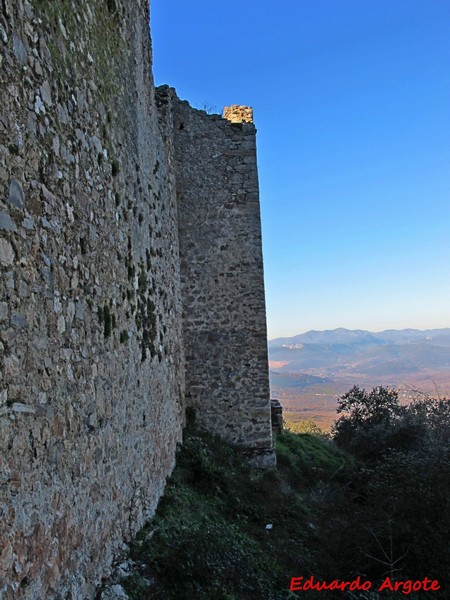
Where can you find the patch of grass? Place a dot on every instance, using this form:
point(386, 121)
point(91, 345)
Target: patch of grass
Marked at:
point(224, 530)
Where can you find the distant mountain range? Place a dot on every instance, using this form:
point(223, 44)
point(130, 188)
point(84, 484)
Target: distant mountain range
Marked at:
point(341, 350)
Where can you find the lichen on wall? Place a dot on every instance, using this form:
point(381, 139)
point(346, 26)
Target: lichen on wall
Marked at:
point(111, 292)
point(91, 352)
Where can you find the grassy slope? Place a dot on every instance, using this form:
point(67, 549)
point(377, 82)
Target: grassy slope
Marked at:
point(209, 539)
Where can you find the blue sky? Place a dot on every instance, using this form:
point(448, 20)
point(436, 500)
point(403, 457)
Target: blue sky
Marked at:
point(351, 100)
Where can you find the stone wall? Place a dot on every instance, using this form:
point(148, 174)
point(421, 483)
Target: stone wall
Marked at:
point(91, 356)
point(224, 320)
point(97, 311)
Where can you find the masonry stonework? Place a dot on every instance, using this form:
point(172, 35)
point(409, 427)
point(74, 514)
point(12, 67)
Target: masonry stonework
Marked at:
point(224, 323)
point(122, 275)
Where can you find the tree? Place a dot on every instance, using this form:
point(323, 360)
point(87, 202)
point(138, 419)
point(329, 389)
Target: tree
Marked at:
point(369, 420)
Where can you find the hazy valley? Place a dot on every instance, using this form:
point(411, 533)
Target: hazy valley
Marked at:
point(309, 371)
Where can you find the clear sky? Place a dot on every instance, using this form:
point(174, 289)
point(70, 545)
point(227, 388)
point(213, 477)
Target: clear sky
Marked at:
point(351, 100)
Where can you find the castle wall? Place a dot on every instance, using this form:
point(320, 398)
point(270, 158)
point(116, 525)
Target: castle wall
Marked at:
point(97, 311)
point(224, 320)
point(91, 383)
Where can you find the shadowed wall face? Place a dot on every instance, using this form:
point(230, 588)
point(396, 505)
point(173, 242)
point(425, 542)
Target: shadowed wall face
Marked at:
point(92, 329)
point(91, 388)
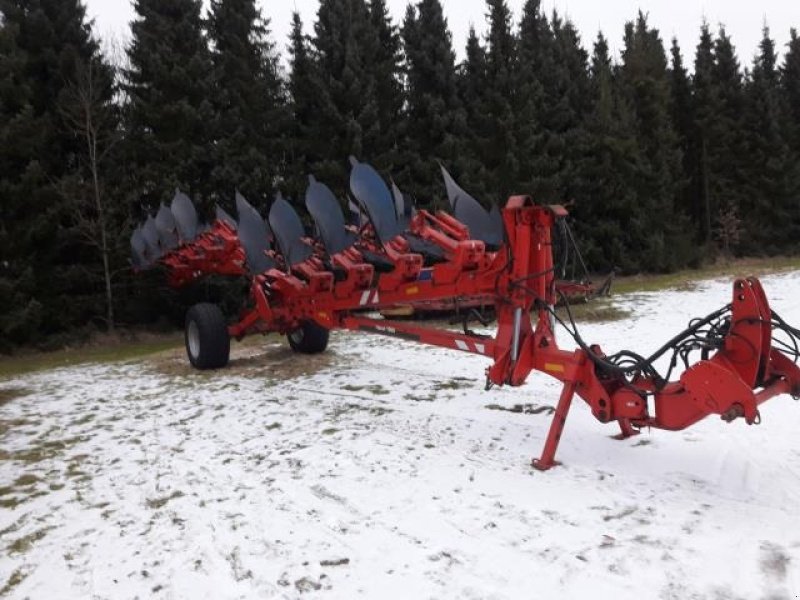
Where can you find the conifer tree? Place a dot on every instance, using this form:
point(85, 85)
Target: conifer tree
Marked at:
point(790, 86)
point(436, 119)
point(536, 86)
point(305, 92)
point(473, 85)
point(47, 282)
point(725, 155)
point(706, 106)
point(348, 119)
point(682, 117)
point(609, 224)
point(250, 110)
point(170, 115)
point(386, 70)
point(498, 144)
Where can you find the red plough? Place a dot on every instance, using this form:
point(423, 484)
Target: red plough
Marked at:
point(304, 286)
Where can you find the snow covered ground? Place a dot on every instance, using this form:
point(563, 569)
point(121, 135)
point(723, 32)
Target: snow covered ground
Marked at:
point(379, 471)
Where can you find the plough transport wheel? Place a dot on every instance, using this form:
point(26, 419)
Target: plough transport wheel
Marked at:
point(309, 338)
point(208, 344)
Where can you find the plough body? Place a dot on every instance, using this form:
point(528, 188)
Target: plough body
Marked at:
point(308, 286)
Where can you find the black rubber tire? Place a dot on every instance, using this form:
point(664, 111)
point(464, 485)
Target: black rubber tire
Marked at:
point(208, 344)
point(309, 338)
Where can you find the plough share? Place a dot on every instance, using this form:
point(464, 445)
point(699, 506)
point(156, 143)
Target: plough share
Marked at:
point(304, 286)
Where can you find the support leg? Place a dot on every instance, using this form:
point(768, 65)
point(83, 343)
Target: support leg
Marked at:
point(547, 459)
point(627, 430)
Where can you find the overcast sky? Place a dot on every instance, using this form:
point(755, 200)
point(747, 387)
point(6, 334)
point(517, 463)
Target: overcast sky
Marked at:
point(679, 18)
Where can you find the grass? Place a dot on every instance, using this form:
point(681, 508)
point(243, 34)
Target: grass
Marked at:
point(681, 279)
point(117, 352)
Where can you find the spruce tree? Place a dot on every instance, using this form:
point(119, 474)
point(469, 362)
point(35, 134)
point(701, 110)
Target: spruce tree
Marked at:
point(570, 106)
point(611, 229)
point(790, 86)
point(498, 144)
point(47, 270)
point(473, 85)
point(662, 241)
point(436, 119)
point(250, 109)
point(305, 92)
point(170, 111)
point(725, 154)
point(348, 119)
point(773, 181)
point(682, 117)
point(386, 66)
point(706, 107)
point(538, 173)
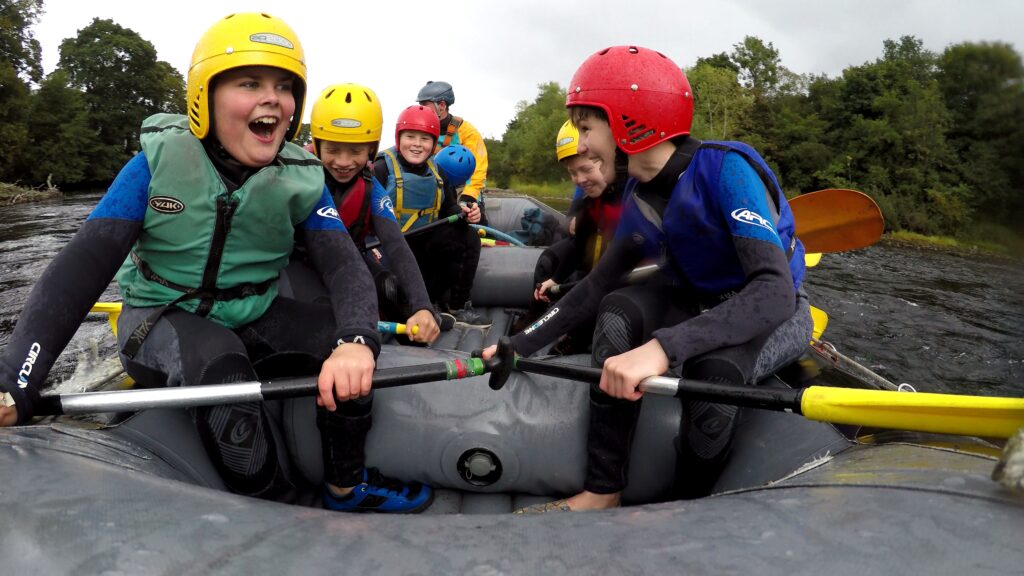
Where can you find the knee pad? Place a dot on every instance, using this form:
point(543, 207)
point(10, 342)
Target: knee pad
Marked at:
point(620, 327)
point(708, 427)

......

■ **Work to be completed**
Starting with the line containing "Where can you find the distant" and continuing through the line containing "point(91, 383)", rewrite those lines of the records above as a numbered list, omitting any blank lines. Include only those lines, both ends included.

■ **Task result**
1. Where can you find the distant mountain range? Place a dot on every instance, using this form:
2. point(223, 44)
3. point(130, 188)
4. point(84, 484)
5. Target: distant mountain range
6. Marked at:
7. point(341, 350)
8. Where can you find the lichen on wall? Place a dot on every instance, using this form:
9. point(381, 139)
10. point(346, 26)
11. Target: lichen on wall
12. Marked at:
13. point(111, 292)
14. point(91, 352)
15. Where can you find the grassy slope? Place a dot on every instance, using this form:
16. point(67, 549)
17. point(377, 82)
18. Target: grassy slope
19. Marked at:
20. point(209, 539)
21. Where can you find the blue sky? Place a dot on every instance, using this form:
22. point(448, 20)
23. point(436, 500)
24. point(403, 457)
25. Target: blue sky
26. Marked at:
27. point(351, 100)
28. Where can you find the stone wall? Place a dot on every instance, using this form:
29. point(148, 174)
30. point(421, 483)
31. Target: stone wall
32. Marked at:
33. point(91, 356)
34. point(224, 320)
35. point(97, 311)
36. Where can you find the masonry stonework? Place a dot on every instance, using this form:
37. point(172, 35)
38. point(409, 427)
39. point(74, 514)
40. point(12, 67)
41. Target: masonry stonework
42. Marked at:
43. point(224, 323)
44. point(122, 275)
45. Where can you find the tree? Place a dot on every instance, using this form:
46. point(323, 360)
47. point(87, 202)
48. point(138, 419)
49. point(329, 389)
50. Target: tree
51. Marked at:
52. point(369, 420)
53. Where can you find the hazy valley? Place a dot on every instance, using this form:
54. point(411, 533)
55. Target: hazy valley
56. Marked at:
57. point(309, 371)
58. Where can you find the clear sky? Place a dot on every instance, using this form:
59. point(174, 289)
60. point(70, 545)
61. point(227, 388)
62. point(213, 477)
63. Target: clear sky
64. Marked at:
65. point(351, 100)
66. Where can you find the castle wall? Place a dot on every instance, using this form:
67. point(320, 398)
68. point(270, 158)
69. point(116, 525)
70. Target: castle wall
71. Marked at:
72. point(97, 311)
73. point(224, 320)
74. point(91, 383)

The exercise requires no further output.